__PROMPT A__
Reproduce the text on SQL tuning strategies below in full, without changing a word.

__TEXT BLOCK__

+++

SQL tuning strategies - PolarDB - Alibaba Cloud Documentation Center

Three optimization strategies are available when SQL queries run slowly: create indexes for queries that skip indexes entirely, refine the index structure for queries with suboptimal query plans, or rewrite the SQL logic when indexes alone cannot improve performance. Use EXPLAIN ANALYZE to identify which strategy applies before making changes.

Create indexes

When EXPLAIN ANALYZE shows a sequential scan on a large table, the query is reading every row to find matches. Add an index on the filtered column to switch the query to an index scan.

The following example shows the performance difference before and after adding an index.

Create test data.

CREATE TABLE a(id int);
INSERT INTO a SELECT generate_series(1,1000000);

Run EXPLAIN ANALYZE without an index.

EXPLAIN ANALYZE SELECT * FROM a WHERE id = 10;

Sample output:

QUERY PLAN
------------------------------------------------------------------------------------------------------------------
 Gather  (cost=1000.00..12315.50 rows=5875 width=4) (actual time=0.574..52.157 rows=1 loops=1)
   Workers Planned: 2
   Workers Launched: 2
   ->  Parallel Seq Scan on a  (cost=0.00..10728.00 rows=2448 width=4) (actual time=9.118..26.290 rows=0 loops=3)
         Filter: (id = 10)
         Rows Removed by Filter: 333333
 Planning Time: 0.473 ms
 Execution Time: 52.188 ms
(8 rows)

What to look for: Parallel Seq Scan means the query scanned all 1,000,000 rows and discarded 333,333 that did not match. The execution time is 52.188 ms.

Create an index and run the query again.

+++

__PROMPT B__
In the entries below, rewrite the lines from the one containing "<item>black rubber boot</item>" through the one containing "POLYGON ((314 216, 314", inclusive, as a numbered list, leaving out any blank lines.

__PROVIDED MATERIAL__
+++

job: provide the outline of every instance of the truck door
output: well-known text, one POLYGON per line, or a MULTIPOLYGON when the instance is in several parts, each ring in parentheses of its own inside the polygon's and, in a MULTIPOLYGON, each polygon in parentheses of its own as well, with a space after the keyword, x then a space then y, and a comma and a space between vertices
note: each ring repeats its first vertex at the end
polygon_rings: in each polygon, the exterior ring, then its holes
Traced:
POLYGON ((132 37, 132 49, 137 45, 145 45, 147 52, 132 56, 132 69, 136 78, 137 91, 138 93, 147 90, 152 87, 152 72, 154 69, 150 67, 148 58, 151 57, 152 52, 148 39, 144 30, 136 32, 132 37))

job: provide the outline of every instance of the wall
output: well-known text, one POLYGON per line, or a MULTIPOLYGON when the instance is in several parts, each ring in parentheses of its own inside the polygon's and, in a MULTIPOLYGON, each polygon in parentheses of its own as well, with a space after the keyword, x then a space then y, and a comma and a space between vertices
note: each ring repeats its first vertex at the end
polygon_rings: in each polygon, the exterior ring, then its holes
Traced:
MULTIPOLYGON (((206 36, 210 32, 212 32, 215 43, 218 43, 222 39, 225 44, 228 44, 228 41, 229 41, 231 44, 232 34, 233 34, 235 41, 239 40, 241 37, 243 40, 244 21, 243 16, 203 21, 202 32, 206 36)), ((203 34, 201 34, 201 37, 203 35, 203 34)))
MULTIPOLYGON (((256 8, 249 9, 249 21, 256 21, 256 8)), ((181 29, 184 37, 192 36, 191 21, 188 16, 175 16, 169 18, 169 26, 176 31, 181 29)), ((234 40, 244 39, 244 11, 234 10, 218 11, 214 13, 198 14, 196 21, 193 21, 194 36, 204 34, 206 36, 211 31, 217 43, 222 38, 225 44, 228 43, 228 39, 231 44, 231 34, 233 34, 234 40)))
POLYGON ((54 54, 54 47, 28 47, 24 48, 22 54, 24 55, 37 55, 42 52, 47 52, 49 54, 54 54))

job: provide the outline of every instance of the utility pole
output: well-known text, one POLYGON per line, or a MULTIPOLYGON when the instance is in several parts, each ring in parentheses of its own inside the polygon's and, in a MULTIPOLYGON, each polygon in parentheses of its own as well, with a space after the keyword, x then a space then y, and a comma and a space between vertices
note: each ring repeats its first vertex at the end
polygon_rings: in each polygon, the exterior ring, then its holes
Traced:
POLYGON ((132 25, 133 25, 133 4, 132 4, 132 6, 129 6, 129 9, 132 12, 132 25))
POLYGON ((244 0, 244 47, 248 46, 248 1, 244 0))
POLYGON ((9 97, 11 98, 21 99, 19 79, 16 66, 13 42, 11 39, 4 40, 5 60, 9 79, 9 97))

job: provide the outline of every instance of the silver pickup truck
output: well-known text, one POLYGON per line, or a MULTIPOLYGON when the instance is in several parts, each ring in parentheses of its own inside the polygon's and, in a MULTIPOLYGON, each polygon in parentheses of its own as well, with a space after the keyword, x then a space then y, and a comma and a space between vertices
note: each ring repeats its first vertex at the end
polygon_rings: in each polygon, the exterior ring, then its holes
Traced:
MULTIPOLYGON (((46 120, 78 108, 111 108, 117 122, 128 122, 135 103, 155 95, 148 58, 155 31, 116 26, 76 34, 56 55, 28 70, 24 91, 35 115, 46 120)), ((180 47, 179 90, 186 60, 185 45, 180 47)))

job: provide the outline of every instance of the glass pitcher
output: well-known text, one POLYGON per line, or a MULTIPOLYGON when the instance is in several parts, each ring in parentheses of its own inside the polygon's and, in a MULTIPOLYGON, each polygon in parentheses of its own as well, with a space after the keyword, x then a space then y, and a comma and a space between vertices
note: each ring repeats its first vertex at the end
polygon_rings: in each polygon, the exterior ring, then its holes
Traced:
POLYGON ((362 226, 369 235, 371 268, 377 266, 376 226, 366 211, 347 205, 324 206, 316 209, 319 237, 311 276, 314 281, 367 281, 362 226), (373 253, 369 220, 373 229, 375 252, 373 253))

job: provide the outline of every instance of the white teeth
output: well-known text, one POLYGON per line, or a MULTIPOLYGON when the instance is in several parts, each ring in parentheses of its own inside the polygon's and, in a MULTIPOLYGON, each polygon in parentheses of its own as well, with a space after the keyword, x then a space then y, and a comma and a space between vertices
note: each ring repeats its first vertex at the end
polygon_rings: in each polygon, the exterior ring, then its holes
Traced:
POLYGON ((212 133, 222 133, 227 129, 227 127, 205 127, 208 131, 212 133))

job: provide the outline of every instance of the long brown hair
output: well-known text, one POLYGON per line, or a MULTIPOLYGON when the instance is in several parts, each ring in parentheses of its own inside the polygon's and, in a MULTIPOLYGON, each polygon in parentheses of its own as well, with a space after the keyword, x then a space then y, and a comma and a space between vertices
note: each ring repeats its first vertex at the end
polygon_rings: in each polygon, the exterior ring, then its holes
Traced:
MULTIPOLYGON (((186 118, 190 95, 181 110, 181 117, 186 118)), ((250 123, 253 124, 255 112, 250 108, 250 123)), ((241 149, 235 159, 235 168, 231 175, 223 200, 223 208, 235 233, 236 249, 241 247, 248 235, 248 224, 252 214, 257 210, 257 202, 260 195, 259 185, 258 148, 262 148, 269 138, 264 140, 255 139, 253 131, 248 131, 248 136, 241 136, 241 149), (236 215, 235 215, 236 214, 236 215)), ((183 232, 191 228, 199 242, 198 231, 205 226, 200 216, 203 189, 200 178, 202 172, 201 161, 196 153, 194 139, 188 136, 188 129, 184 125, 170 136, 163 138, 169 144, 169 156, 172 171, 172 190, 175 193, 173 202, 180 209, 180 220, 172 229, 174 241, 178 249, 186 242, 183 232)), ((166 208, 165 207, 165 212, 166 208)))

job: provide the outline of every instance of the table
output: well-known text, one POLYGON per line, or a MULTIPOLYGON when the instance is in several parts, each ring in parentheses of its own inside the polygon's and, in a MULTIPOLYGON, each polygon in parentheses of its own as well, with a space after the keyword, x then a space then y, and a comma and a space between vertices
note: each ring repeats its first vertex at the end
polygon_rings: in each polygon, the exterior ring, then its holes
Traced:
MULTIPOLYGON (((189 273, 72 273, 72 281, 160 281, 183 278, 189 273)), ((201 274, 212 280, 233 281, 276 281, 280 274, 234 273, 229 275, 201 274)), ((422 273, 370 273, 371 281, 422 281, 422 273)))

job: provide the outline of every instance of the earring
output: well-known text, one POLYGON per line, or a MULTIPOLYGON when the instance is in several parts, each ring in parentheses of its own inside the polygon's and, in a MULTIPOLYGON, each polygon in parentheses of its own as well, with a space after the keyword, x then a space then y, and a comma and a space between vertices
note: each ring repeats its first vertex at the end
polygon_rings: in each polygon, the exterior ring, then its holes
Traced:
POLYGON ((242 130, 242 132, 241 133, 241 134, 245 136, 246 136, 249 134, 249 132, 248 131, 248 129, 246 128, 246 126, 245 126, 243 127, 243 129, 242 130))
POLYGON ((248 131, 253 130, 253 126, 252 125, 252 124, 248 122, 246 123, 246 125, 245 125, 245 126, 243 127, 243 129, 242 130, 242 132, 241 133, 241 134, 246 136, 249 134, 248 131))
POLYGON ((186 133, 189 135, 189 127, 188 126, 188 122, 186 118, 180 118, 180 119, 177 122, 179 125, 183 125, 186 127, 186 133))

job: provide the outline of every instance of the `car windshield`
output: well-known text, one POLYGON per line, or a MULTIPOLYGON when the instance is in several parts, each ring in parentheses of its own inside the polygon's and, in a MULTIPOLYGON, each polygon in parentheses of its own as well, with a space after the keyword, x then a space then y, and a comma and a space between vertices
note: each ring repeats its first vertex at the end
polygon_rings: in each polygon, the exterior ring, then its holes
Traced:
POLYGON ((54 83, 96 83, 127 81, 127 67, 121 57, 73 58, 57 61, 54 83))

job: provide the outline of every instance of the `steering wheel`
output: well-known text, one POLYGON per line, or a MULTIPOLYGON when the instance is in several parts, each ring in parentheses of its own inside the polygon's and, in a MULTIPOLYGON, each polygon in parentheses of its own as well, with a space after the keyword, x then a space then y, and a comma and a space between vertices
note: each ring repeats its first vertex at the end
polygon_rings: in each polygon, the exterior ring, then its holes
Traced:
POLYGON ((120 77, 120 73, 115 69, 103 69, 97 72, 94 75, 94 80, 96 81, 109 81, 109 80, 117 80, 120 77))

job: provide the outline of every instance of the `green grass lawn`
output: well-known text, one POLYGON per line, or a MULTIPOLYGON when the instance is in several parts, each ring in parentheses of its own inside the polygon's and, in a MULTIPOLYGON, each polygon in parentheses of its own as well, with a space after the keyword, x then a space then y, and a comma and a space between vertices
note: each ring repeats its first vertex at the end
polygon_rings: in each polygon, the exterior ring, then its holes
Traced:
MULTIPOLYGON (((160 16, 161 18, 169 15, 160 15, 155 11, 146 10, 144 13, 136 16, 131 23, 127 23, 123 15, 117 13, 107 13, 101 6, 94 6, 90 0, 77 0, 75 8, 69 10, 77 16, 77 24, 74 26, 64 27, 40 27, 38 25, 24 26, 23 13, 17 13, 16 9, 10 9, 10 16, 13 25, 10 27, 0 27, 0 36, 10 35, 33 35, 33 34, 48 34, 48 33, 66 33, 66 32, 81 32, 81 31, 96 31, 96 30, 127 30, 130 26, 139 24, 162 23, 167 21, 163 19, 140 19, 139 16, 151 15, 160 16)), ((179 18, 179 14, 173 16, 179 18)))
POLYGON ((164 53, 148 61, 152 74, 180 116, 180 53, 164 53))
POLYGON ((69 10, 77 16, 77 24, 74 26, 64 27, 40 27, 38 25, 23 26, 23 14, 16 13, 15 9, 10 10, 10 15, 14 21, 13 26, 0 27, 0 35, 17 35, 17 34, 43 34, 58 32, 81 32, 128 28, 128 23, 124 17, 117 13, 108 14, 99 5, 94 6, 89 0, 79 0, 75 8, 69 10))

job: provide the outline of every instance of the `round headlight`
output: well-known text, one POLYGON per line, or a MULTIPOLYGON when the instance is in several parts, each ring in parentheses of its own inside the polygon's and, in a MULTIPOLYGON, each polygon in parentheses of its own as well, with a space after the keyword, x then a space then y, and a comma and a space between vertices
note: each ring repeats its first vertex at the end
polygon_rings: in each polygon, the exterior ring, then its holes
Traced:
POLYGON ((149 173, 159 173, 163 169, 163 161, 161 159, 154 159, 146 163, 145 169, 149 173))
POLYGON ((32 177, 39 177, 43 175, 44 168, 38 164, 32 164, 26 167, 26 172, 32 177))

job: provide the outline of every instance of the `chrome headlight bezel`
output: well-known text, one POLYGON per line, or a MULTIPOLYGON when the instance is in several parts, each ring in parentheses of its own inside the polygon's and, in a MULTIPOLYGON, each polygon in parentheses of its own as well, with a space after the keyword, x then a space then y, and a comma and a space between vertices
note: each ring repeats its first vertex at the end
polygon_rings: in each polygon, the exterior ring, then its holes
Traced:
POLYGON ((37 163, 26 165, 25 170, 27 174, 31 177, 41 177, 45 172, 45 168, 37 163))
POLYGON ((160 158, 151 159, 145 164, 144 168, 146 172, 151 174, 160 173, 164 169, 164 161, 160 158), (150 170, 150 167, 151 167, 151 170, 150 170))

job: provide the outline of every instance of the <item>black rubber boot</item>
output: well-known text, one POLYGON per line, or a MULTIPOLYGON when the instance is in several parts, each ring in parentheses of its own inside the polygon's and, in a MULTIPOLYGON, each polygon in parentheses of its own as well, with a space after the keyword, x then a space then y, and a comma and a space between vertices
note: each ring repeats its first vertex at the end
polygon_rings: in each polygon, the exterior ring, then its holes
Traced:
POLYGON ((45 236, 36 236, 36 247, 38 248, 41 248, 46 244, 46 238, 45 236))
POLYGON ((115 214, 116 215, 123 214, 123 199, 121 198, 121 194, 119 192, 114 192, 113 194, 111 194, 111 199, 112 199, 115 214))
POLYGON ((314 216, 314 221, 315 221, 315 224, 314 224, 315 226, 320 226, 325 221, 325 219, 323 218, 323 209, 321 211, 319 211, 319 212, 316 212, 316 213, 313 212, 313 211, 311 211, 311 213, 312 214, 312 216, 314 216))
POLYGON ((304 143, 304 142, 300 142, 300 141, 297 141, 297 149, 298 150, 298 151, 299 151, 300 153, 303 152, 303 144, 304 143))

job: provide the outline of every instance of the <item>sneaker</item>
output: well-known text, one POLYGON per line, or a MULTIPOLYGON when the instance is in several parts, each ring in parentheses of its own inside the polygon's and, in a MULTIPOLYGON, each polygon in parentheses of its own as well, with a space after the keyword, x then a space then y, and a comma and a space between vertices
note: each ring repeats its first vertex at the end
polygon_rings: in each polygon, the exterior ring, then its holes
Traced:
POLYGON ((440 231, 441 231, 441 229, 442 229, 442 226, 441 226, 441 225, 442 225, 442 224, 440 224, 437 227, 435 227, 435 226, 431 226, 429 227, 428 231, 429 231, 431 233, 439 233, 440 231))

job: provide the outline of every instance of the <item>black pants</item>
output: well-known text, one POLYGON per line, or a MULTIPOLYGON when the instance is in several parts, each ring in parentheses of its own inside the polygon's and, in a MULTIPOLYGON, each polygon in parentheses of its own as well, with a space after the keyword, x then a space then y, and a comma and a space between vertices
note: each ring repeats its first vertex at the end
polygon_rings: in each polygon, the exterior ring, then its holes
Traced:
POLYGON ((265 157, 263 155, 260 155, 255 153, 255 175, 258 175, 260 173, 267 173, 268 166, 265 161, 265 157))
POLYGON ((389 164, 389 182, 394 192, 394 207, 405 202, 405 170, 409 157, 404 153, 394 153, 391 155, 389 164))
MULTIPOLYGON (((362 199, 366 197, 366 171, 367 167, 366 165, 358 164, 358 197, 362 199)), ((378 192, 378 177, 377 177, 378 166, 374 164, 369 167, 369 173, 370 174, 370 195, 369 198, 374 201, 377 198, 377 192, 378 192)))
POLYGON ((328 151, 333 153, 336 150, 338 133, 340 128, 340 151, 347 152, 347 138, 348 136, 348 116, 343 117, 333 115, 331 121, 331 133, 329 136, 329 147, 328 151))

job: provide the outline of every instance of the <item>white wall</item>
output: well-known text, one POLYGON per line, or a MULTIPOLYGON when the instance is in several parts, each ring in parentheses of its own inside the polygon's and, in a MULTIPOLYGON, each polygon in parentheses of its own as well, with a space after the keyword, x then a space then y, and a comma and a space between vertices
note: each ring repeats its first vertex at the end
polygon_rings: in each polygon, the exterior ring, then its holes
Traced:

+++

__TASK SOLUTION A__
SQL tuning strategies - PolarDB - Alibaba Cloud Documentation Center

Three optimization strategies are available when SQL queries run slowly: create indexes for queries that skip indexes entirely, refine the index structure for queries with suboptimal query plans, or rewrite the SQL logic when indexes alone cannot improve performance. Use EXPLAIN ANALYZE to identify which strategy applies before making changes.

Create indexes

When EXPLAIN ANALYZE shows a sequential scan on a large table, the query is reading every row to find matches. Add an index on the filtered column to switch the query to an index scan.

The following example shows the performance difference before and after adding an index.

Create test data.

CREATE TABLE a(id int);
INSERT INTO a SELECT generate_series(1,1000000);

Run EXPLAIN ANALYZE without an index.

EXPLAIN ANALYZE SELECT * FROM a WHERE id = 10;

Sample output:

QUERY PLAN
------------------------------------------------------------------------------------------------------------------
 Gather  (cost=1000.00..12315.50 rows=5875 width=4) (actual time=0.574..52.157 rows=1 loops=1)
   Workers Planned: 2
   Workers Launched: 2
   ->  Parallel Seq Scan on a  (cost=0.00..10728.00 rows=2448 width=4) (actual time=9.118..26.290 rows=0 loops=3)
         Filter: (id = 10)
         Rows Removed by Filter: 333333
 Planning Time: 0.473 ms
 Execution Time: 52.188 ms
(8 rows)

What to look for: Parallel Seq Scan means the query scanned all 1,000,000 rows and discarded 333,333 that did not match. The execution time is 52.188 ms.

Create an index and run the query again.

__TASK SOLUTION B__
1. job: provide the outline of every instance of the <item>black rubber boot</item>
2. output: well-known text, one POLYGON per line, or a MULTIPOLYGON when the instance is in several parts, each ring in parentheses of its own inside the polygon's and, in a MULTIPOLYGON, each polygon in parentheses of its own as well, with a space after the keyword, x then a space then y, and a comma and a space between vertices
3. note: each ring repeats its first vertex at the end
4. polygon_rings: in each polygon, the exterior ring, then its holes
5. Traced:
6. POLYGON ((45 236, 36 236, 36 247, 38 248, 41 248, 46 244, 46 238, 45 236))
7. POLYGON ((115 214, 116 215, 123 214, 123 199, 121 198, 121 194, 119 192, 114 192, 113 194, 111 194, 111 199, 112 199, 115 214))
8. POLYGON ((314 216, 314 221, 315 221, 315 224, 314 224, 315 226, 320 226, 325 221, 325 219, 323 218, 323 209, 321 211, 319 211, 319 212, 316 212, 316 213, 313 212, 313 211, 311 211, 311 213, 312 214, 312 216, 314 216))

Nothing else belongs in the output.